- **Teks Bacaan**
------------------------------
Saya tak akan meneruskan secara menyeluruh bagaimana riwayat bahasa Melayu menjadi bahasa nasional serta alasan-alasannya. Sebab, selain akan memperlihatkan pengetahuan saya yang sedikit terhadap ini, data yang ada di Internet sudah sangat melimpah ruah. Dan pengetahuan bahwa bahasa Indonesia berakar dari bahasa Melayu adalah pengetahuan umum siswa sekolah dasar di seluruh provinsi dan kabupaten di Indonesia—termasuk Garut.

Lebih baik saya melanjutkan dengan ini: Alergi Melayu.
------------------------------
- **Tugas Latihan**
(1) Salin dengan persis bagian bacaan tentang bahasa Melayu, mulai dari kata-kata yang memuat "Saya tak akan" dan berhenti setelah "di Indonesia—termasuk Garut.".
(2) Tuliskan kelanjutan bacaan tentang bahasa Melayu, dimulai sesudah kalimat terakhirnya.
------------------------------
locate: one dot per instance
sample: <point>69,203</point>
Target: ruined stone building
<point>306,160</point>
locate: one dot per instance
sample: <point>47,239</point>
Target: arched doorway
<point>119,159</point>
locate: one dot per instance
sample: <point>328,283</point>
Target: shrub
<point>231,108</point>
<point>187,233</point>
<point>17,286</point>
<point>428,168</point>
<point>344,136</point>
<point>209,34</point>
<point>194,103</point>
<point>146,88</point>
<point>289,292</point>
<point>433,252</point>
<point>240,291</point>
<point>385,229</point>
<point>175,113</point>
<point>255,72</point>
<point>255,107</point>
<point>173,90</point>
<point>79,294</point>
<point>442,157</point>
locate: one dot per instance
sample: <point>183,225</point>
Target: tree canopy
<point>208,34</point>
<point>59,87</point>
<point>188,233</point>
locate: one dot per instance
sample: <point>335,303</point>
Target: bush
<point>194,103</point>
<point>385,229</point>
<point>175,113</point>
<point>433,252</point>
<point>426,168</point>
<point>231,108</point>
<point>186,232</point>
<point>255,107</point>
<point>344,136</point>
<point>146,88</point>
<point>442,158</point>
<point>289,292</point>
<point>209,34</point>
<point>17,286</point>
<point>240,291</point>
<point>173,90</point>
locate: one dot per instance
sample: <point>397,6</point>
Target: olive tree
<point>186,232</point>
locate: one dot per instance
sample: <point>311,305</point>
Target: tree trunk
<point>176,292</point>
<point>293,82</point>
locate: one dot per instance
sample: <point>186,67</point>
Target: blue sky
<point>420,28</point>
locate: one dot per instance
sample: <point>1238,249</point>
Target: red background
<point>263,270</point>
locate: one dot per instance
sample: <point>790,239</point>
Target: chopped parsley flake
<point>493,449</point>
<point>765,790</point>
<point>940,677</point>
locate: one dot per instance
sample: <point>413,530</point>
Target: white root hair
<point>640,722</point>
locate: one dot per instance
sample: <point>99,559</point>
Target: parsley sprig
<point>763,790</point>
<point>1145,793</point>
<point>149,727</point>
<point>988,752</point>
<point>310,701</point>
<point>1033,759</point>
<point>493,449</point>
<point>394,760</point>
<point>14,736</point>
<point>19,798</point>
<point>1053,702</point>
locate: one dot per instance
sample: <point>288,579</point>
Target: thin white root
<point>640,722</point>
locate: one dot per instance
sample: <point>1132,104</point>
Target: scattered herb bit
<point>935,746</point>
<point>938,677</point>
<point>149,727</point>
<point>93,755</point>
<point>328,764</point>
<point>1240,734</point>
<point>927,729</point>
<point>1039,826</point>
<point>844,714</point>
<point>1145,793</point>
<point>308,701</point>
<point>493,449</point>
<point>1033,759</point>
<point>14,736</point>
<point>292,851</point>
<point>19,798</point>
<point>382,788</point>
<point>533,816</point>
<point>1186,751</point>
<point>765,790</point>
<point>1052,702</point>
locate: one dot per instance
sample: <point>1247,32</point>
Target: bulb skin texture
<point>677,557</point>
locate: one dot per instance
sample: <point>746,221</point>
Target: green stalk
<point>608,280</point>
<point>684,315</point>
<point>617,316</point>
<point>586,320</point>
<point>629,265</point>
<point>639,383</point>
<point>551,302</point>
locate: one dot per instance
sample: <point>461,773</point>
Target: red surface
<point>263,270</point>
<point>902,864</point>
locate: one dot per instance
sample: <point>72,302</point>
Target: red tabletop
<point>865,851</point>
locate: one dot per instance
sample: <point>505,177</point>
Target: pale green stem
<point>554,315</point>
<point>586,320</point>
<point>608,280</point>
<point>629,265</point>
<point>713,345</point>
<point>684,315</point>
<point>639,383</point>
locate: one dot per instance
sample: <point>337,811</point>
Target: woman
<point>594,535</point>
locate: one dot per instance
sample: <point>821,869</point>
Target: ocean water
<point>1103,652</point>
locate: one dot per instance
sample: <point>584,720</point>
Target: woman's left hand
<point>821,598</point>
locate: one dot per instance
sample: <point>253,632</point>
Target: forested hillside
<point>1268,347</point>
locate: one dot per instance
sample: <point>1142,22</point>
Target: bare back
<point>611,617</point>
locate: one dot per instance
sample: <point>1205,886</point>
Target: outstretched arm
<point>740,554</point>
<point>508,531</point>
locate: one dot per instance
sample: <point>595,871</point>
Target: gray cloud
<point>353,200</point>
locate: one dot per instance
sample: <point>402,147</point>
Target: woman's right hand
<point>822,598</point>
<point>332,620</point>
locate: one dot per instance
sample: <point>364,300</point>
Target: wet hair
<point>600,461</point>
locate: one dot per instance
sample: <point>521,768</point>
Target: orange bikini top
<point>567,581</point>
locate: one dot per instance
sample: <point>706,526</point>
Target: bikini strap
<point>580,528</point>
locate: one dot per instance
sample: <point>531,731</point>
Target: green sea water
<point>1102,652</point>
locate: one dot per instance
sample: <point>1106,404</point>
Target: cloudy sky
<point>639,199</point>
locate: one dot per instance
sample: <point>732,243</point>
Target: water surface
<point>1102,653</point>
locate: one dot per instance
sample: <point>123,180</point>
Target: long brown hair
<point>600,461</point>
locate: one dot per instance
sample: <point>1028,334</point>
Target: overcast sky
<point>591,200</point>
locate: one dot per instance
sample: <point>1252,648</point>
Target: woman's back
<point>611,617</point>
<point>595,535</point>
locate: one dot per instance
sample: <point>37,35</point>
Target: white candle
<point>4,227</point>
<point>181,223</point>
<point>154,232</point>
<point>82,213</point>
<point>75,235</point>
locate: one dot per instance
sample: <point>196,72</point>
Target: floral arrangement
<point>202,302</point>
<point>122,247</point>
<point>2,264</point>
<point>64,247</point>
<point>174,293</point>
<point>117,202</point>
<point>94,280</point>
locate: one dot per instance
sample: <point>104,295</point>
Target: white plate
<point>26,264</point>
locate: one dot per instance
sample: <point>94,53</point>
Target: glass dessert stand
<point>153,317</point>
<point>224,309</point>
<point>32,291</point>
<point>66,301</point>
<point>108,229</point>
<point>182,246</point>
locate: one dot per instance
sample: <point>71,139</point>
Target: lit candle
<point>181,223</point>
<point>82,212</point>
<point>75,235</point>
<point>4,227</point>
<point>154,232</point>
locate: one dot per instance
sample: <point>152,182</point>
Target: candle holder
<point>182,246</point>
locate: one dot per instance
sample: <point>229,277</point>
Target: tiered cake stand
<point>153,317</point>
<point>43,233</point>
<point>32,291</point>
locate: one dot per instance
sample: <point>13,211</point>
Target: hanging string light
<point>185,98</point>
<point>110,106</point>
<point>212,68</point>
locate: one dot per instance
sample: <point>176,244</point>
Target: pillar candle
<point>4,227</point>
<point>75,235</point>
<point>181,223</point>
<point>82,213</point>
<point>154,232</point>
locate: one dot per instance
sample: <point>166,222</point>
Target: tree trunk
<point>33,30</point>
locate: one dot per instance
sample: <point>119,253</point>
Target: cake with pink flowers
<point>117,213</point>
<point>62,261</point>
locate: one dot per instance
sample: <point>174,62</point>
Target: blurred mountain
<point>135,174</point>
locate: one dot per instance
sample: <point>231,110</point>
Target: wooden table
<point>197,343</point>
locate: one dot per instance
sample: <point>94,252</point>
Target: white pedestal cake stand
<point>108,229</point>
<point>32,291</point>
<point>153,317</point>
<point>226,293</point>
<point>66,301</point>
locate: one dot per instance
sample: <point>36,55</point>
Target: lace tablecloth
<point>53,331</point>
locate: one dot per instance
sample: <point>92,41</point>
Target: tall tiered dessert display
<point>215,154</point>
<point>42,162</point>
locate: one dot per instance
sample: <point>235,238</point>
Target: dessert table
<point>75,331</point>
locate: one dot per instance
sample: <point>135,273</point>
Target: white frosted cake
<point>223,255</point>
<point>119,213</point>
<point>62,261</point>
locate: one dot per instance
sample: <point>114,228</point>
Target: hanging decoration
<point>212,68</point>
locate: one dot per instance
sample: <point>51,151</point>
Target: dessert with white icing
------------------------------
- **Jawaban yang Diberikan**
(1)
Saya tak akan meneruskan secara menyeluruh bagaimana riwayat bahasa Melayu menjadi bahasa nasional serta alasan-alasannya. Sebab, selain akan memperlihatkan pengetahuan saya yang sedikit terhadap ini, data yang ada di Internet sudah sangat melimpah ruah. Dan pengetahuan bahwa bahasa Indonesia berakar dari bahasa Melayu adalah pengetahuan umum siswa sekolah dasar di seluruh provinsi dan kabupaten di Indonesia—termasuk Garut.

(2)
Sikap alergi Melayu tampak mengemuka dengan hebat dalam hampir satu dasawarsa terakhir. Dalam pengamatan saya yang terbatas, Melayu di sini merujuk sedikitnya pada dua hal, yaitu Malaysia dan musik Melayu. Musik Melayu yang dimaksud adalah musik arus utama Indonesia yang diwakili oleh kelompok musik Kangen, ST12, Wali, dan lainnya. Karena ia berbeda dengan musik Melayu yang dikenal sebelumnya, dan karena hanya menyerap sedikit unsur musik Melayu, maka kita namakan saja ia sebagai “musik pseudo-Melayu”.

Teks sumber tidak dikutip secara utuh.